Arrange every line of the material below as a numbered list, skipping any blank lines. Leave the pictures out of your answer.

[Excerpts of pointing data]
-----

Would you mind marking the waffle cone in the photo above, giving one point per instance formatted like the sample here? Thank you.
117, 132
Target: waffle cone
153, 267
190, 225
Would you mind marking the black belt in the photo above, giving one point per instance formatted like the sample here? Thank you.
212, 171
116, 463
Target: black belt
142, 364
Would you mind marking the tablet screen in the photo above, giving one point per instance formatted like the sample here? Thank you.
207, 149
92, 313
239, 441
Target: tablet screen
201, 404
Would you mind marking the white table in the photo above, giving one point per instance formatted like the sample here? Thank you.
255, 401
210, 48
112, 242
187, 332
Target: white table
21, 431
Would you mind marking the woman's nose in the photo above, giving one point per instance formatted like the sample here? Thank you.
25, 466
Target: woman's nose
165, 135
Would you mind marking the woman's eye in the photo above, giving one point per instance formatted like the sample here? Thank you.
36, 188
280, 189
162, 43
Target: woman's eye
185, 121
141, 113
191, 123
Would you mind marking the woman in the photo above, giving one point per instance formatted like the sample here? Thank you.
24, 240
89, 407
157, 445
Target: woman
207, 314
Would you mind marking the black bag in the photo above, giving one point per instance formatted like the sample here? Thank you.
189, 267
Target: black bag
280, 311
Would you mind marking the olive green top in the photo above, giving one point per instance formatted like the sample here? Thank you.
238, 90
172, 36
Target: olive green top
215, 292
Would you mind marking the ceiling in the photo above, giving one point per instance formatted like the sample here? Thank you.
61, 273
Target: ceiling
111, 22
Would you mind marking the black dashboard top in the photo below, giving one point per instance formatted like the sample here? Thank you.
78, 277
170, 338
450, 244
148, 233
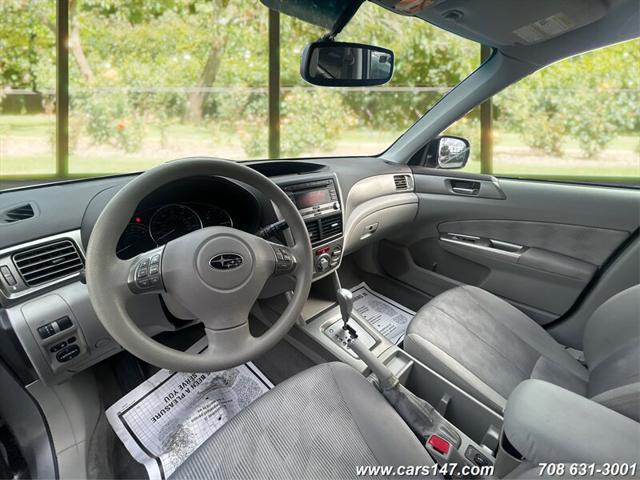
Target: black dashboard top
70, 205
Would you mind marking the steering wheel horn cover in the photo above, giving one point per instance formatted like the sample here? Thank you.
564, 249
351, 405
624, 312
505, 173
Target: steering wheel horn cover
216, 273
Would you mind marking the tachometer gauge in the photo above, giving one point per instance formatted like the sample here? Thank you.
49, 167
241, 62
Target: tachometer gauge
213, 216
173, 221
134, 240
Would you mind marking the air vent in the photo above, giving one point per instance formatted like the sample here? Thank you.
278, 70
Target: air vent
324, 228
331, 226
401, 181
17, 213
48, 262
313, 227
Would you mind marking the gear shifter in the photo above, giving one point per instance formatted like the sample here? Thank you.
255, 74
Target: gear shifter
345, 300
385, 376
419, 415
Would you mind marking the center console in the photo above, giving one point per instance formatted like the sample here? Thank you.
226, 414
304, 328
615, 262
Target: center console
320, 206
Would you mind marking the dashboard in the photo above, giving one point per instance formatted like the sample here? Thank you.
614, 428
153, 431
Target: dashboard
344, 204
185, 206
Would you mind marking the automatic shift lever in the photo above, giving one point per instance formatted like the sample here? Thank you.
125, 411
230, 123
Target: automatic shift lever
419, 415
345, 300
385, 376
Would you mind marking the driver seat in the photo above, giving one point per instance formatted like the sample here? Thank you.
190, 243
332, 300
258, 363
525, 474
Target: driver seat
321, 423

-----

Exercise result
1. Would you mind marking the waffle cone in the photo above, giving one point per instance formatted like the sample here? Thank you.
2. 117, 132
3. Target: waffle cone
4. 153, 267
5. 190, 225
6. Would you mind marking the black belt in the photo above, giving one point per instance formatted like the sample here? Thank you.
7. 212, 171
8. 116, 463
9. Target: black belt
10. 142, 364
11. Would you mind marking the tablet screen in the photo above, giving one point per instance formatted like the sample here? Thank you.
12. 207, 149
13. 92, 313
14. 239, 441
15. Target: tablet screen
16. 201, 404
17. Would you mind marking the white table in the photo above, giving one point per instance formatted like the sample here? Thank you.
18. 255, 401
19. 210, 48
20. 112, 242
21. 187, 332
22. Target: white table
23. 21, 431
24. Would you mind marking the woman's nose in the photo above, giving one point per instance formatted like the sample here? Thank you.
25. 25, 466
26. Target: woman's nose
27. 165, 135
28. Would you mind marking the woman's eye in the photo above, giving one point per instance formatted like the sample here? Thank you.
29. 36, 188
30. 280, 189
31. 162, 43
32. Target: woman's eye
33. 185, 121
34. 141, 113
35. 191, 123
36. Would you mind marking the woman in the photo above, giving one point per instance formatted like the sample here? Thank you.
37. 24, 240
38. 89, 407
39. 157, 445
40. Target: woman
41. 207, 314
42. Would you mind marking the black bag in the photo above, giving one point per instance formatted like the sample here? Thank you.
43. 189, 267
44. Target: black bag
45. 280, 311
46. Would you mind marking the olive green top in the photo above, giving one point per instance formatted like the sample here? Thank you.
47. 238, 90
48. 172, 36
49. Target: olive green top
50. 215, 292
51. Would you mind marking the ceiling in the photo above, giving one point per instance formatted like the sample here? Thank you.
52. 61, 273
53. Target: ceiling
54. 111, 22
55. Would you mind marking the black dashboard top in the photo below, giving one point per instance formatted like the sample here? Thank you.
56. 78, 277
57. 170, 338
58. 450, 244
59. 148, 233
60. Target: black dashboard top
61. 70, 205
62. Would you mind marking the steering wheel horn cover in the photo above, giving one point per instance formatted like the sample here? Thank you.
63. 564, 249
64. 351, 405
65. 624, 312
66. 505, 173
67. Target: steering wheel horn cover
68. 216, 273
69. Would you mind marking the tachometer gauge in the photo above, giving one point per instance formatted like the sample here? Thank you.
70. 49, 167
71. 241, 62
72. Target: tachometer gauge
73. 213, 216
74. 173, 221
75. 134, 240
76. Would you mind marking the air vent in the photo above, giving one point per instance formatted like the sample here? Thank you.
77. 278, 70
78. Target: air vent
79. 324, 228
80. 331, 226
81. 401, 181
82. 17, 213
83. 48, 262
84. 313, 227
85. Would you mind marking the gear shifter in the photo above, giving one point per instance formatted like the sample here? Thank you.
86. 255, 74
87. Target: gear shifter
88. 345, 300
89. 385, 376
90. 419, 415
91. Would you mind marking the center console in the photo above, giving one point per instance formatted like the sample here? Thank you.
92. 226, 414
93. 304, 328
94. 615, 262
95. Target: center console
96. 320, 206
97. Would you mind marking the dashboard in the photo above, giving one point per instance formatted like the sample here? Thank you.
98. 614, 428
99. 153, 431
100. Target: dashboard
101. 344, 204
102. 185, 206
103. Would you mind marking the automatic shift lever in the photo above, giving one point per instance formatted like the sample here? Thank you.
104. 125, 411
105. 230, 123
106. Target: automatic shift lever
107. 419, 415
108. 345, 300
109. 385, 376
110. Would you mind marking the driver seat in the photo above, giving one point per instance formatted like the sample here? Thank you.
111. 190, 243
112. 332, 300
113. 258, 363
114. 525, 474
115. Target: driver seat
116. 321, 423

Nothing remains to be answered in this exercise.